**Seçilmiş alıntı**
== == ==

Kalpak: Kadınlara reva görülen 51 kuruşa karşı mücadeleyi sokakta büyütelim
2026 yılı bütçesi için kadınlara günlük 51 kuruş pay ayrıldığını hatırlatan SKM'li Kalpak, aile yılı ile birlikte ailenin güçlendirilmesinin kadının güçlendirilmesinin önüne koyulduğunu ifade etti. Kalpak, "Tüm kadınları bize reva görülen 51 kuruşu kabul etmemeye ve buna karşı kadınların örgütlü gücüne dahil olarak sokaklarda mücadeleyi büyütmeye çağırıyoruz" dedi.
Aile ve Sosyal Hizmetler Bakanlığının 2026 yılı için hazırlanan bütçe teklifi, Meclis Plan ve Bütçe Komisyonunda kabul edildi. Bakanlık tarafından hazırlanan 531 milyar 905 milyon 396 bin liralık bütçede, 8 program yer alıyor. Toplam bütçeden ailenin korunması ve güçlendirilmesine ayrılan pay 21 milyar 804 milyon 400 bin lira. Aktif ve sağlıklı yaşlanma için 21 milyar 541 milyon 103 bin lira, çocukların korunması ve gelişiminin sağlanması için 54 milyon 803 milyon 330 bin lira, engellilerin toplumsal hayata katılımı ve özel eğitim için 128 milyar 186 milyon 790 bin lira, kadının güçlenmesi için 6 milyar 737 milyon 891 bin lira, şehit yakını ve gaziler için 181 milyon 614 bin lira, yoksullukla mücadele ve sosyal yardımlaşma için 284 milyar 470 milyon 466 bin, yönetim ve destek programı için ise 14 milyar 179 milyon 802 bin lira pay ayrılmış durumda. 8 program içerisinde "Kadının Güçlenmesi" başlığı 7. sırada yer alıyor. Kadının güçlenmesine ayrılan pay ailenin korunması ve güçlendirilmesine ayrılan payın 3'te birinden daha az. Bu sayı kadın başına günlük sadece 51 kuruşa tekabül ediyor.
KADININ DEĞİL AİLENİN İHTİYAÇLARI ÖNCELİKLİ
2025 yılında ise 407 milyar 10 milyon 627 bin liralık bütçeden, ailenin korunması ve güçlendirilmesi için ayrılan pay 16 milyar 666 milyon 881 bin lirayken; kadının güçlendirilmesi için ayrılan pay ise 5 milyar 941 milyon 139 bin liraydı. Her ne kadar bakanlık 2024-2028 yıllarını kapsayan bir "Kadın Erkek Eşitliğine Duyarlı Planlama ve Bütçeleme Eylem Planı" yayınlamış olsa da mevcut pratik bunun tam tersinin uygulandığını; bakanlığın kadın değil aile odaklı, bütçelemenin ise kadının değil ailenin ihtiyaçları önceliklendirilerek oluşturulduğunu gösteriyor.

== == ==

**Yapılacak iş**
Yukarıdaki, 2026 bütçesinde kadının güçlenmesine ayrılan paya dair haberi son cümlesinden sonra sürdürün.

[Ham kayıtlar]
== == ==

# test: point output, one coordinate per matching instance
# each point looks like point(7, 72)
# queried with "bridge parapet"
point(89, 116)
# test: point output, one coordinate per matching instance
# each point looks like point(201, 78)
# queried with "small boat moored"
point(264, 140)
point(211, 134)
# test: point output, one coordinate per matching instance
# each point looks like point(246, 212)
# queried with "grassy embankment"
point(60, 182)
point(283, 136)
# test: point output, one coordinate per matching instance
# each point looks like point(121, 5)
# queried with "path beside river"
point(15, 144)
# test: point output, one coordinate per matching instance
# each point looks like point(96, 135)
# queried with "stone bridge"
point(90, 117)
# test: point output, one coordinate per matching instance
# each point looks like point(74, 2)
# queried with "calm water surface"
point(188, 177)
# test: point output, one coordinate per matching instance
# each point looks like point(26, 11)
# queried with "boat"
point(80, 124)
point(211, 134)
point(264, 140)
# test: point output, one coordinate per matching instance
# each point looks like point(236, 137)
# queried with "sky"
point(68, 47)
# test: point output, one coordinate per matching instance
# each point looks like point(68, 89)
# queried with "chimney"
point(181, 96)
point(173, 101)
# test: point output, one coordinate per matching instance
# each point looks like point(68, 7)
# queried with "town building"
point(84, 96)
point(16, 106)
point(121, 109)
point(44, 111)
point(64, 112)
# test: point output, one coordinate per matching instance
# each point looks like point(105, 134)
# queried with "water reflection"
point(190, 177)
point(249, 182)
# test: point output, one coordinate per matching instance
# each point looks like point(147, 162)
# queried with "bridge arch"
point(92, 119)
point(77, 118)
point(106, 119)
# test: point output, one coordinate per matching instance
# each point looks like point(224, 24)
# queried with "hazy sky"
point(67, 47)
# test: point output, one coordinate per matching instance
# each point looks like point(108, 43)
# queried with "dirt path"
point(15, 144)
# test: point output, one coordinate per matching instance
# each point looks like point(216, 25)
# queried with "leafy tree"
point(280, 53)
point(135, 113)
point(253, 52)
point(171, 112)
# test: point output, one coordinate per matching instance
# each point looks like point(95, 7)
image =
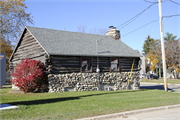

== == ==

**Alıştırma çıktısı**
14 YILDA BİR KADIN SIĞINAĞI
Aile odaklı, kadınların şiddet gördükleri evlere ve aileye hapsedilme politikalarının sonucu ise "aile yılı" ilan edilen 2025'in 11 ayında, 264 kadın cinayeti ve 269 şüpheli kadın ölümü olarak karşımıza çıktı. Kadına yönelik şiddete karşı "sıfır tolerans" ilkesiyle hareket ettiğini öne süren bakanlığa bağlı sığınak sayısı yalnızca 112 tane ve 2 bin 819 kişi kapasiteli. Toplam kadın sığınağı sayısı ise 150 ve 3 bin 688 kişilik kapasiteye sahip. Bakanlığın 2011-2025 yılları arasında tamamladığı inşaat projeleri arasında sadece 1 kadın sığınağı var. Adalet Bakanlığı verilerine göre; 2021 ve 2024 Aralık tarihleri arasında en az 131 kadın koruma kararına rağmen katledildi.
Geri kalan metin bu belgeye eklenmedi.